[Begin RAW RECORDS]
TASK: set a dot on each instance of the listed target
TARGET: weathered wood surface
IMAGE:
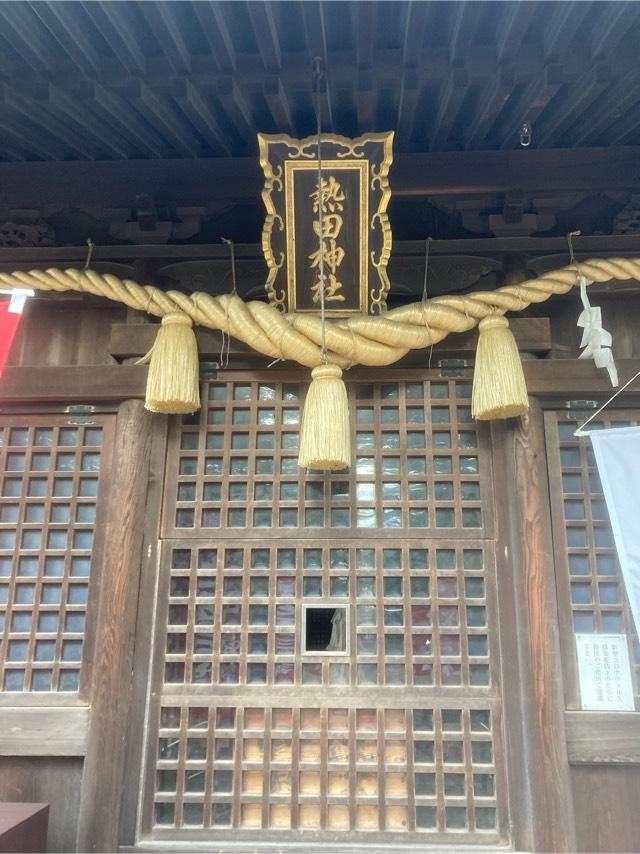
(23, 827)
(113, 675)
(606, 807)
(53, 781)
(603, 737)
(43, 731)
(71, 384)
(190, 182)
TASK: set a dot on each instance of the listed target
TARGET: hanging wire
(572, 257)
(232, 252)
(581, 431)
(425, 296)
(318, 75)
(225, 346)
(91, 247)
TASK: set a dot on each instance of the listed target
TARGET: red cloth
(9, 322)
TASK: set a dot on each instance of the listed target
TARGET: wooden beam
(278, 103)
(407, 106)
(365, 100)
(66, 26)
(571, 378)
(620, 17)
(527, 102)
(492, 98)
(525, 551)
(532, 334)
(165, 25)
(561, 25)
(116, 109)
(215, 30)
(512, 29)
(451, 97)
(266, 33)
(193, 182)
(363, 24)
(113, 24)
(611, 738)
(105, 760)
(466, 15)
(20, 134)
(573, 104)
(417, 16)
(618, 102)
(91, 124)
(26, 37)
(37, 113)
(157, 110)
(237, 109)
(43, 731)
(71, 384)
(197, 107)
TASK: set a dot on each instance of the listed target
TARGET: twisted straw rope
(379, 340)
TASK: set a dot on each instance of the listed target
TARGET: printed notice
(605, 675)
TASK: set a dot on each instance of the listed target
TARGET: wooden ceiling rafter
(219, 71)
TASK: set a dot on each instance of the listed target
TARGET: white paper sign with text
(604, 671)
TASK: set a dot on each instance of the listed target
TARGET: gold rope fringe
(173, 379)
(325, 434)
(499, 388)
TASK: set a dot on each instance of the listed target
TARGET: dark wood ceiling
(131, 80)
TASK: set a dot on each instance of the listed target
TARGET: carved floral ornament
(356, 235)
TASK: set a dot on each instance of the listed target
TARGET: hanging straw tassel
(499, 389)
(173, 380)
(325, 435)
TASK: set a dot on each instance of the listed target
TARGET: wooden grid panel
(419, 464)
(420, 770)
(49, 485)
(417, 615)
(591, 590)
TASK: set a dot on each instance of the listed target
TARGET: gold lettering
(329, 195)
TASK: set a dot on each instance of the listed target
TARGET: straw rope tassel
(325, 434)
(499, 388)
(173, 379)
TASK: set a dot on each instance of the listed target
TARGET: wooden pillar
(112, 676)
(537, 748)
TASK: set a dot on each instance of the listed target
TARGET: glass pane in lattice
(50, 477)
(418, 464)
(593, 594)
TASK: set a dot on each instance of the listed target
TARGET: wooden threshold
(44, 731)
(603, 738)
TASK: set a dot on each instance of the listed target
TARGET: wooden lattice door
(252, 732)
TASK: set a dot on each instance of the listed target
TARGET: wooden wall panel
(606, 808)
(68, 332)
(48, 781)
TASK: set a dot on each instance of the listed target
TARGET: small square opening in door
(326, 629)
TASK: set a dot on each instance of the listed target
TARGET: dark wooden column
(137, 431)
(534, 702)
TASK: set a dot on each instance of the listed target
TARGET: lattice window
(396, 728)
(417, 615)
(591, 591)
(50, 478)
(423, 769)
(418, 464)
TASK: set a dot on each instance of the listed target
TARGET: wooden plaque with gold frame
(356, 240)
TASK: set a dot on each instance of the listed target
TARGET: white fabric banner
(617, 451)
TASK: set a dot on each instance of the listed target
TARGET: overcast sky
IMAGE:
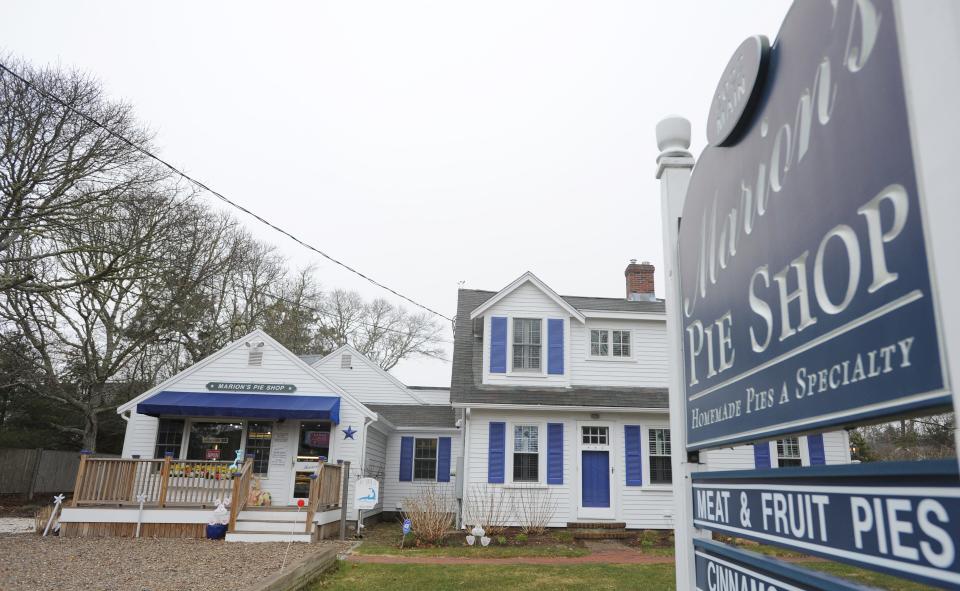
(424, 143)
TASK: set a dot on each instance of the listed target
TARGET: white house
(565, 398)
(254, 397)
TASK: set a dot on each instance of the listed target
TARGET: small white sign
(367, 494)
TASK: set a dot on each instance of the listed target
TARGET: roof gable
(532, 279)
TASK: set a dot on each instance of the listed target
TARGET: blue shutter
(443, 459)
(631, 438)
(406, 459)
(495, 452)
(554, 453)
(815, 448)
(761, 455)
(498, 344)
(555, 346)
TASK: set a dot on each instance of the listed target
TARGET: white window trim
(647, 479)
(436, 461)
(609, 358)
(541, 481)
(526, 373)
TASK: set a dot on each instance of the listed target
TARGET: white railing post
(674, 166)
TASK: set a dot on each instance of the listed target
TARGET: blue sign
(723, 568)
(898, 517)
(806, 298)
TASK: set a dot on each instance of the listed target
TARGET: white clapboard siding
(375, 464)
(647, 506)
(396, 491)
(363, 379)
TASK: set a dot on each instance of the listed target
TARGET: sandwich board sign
[End RAW RECORDS]
■ WRITTEN INSTRUCTION:
Copy out every line above that contains the word "white". Case counts.

■ RESULT OF THE TASK:
TARGET: white paper sign with text
TARGET: white fabric banner
TARGET: white house
TARGET: small white sign
TARGET: white window trim
TARGET: white railing post
TARGET: white clapboard siding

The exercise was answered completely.